-- Passage provided start --

SAN FRANCISCO -- Intel Tuesday launched a broad-based mobile initiative it says could forever change the way the industry thinks about the Internet.

The Santa Clara, Calif.-based chip making giant gathered a swarm of top-tier software vendors here for the official debut of its Mobilized Software Initiative (MSI). The program is a collaboration between the computing and communications industries. The idea is to help companies create applications that keep working productively, regardless of network connection status.

Similar in the way Intel approached PC vendors in the 80s to make sure everyone standardized their products, the company is again working with software developers, IT managers, and solution providers with the tools and services they need to plan, design, and build the next generation of mobile and wireless applications. The concept was highlighted during this past September's Intel Developers Forum.

Intel Chief Strategist Christopher Thomas, who back in 1997 first wrote about what he calls the "mobility inflection point," says the industry is "on the cusp of a major change."

"I liken this movement to how our industry was back in 1984 and 1985, when the Cobol programmer was king, that is until Lotus 123 came around and people could do more for themselves," Thomas told internetnews.com. "We are living it again with online forms and the browser. Customers are saying, 'I need to do more than what you let me do'. We have gone back to a centralized architecture and that is not good. What is different now is that we are taking the next step forward with more of a service-oriented architecture. This addresses documents as applications. People won't have to wait for HTML to load in and they won't have to wait for the Web developers to do the work for them. They can do it themselves."

-- Passage provided end --
-- Raw records start --

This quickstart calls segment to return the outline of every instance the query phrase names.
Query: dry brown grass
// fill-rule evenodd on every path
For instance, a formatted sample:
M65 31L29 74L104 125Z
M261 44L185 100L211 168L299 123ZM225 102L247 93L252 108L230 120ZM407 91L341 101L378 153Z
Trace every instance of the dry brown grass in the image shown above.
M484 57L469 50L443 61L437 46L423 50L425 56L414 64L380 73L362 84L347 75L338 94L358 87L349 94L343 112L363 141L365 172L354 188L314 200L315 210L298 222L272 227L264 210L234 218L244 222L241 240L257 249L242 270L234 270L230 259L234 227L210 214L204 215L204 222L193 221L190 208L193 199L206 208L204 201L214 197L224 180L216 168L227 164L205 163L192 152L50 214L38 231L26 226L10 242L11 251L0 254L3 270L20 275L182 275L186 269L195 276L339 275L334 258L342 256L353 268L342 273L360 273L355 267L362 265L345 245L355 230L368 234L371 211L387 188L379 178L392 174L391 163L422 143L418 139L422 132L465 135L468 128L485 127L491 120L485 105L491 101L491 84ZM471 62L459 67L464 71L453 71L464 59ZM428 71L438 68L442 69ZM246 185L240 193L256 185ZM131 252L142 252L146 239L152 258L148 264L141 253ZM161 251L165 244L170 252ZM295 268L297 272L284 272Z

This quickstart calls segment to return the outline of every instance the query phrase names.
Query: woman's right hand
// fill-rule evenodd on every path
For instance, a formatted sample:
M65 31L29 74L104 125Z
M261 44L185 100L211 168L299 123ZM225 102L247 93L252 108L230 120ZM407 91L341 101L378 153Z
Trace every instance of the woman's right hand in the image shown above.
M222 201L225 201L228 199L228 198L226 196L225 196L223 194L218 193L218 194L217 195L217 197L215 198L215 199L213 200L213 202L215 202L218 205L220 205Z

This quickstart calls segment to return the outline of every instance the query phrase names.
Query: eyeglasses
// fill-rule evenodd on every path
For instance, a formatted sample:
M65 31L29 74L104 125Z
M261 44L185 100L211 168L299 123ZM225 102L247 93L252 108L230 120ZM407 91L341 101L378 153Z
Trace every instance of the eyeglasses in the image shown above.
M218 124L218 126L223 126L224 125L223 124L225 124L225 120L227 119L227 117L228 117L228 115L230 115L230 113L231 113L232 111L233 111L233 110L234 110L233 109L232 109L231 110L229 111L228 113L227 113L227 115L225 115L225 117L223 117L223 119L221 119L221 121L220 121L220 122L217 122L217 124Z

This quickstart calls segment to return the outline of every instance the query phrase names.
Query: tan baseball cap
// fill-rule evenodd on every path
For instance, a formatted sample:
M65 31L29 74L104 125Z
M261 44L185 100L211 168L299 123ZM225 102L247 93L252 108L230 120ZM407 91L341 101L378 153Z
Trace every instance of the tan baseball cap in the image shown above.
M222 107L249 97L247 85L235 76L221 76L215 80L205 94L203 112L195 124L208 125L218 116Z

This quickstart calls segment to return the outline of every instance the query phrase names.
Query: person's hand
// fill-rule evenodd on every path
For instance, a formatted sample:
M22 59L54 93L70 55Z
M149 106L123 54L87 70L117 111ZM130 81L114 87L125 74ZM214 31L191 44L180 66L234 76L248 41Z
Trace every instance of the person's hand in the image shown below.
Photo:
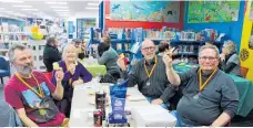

-- Raw records end --

- _Actions to take_
- A) For each statement below, say yes or no to whether it agrees with the article about Intel's mobile initiative, and quote the words of the article that decide it. (i) Intel launched its Mobilized Software Initiative in Santa Clara. (ii) The concept was highlighted during the Intel Developers Forum the previous September. (iii) Christopher Thomas first wrote about the "mobility inflection point" in 1997.
- B) Recast the lines of the entries, from the first line of the entries through the line containing "Trace every instance of the dry", as a JSON list of strings with one string per line and blank lines left out.

- _Exercise answers_
- A)
(i) No: "SAN FRANCISCO -- Intel Tuesday launched a broad-based mobile initiative"
(ii) Yes: "The concept was highlighted during this past September's Intel Developers Forum."
(iii) Yes: "who back in 1997 first wrote about what he calls the "mobility inflection point,""

- B)
[
  "This quickstart calls segment to return the outline of every instance the query phrase names.",
  "Query: dry brown grass",
  "// fill-rule evenodd on every path",
  "For instance, a formatted sample:",
  "M65 31L29 74L104 125Z",
  "M261 44L185 100L211 168L299 123ZM225 102L247 93L252 108L230 120ZM407 91L341 101L378 153Z",
  "Trace every instance of the dry brown grass in the image shown above."
]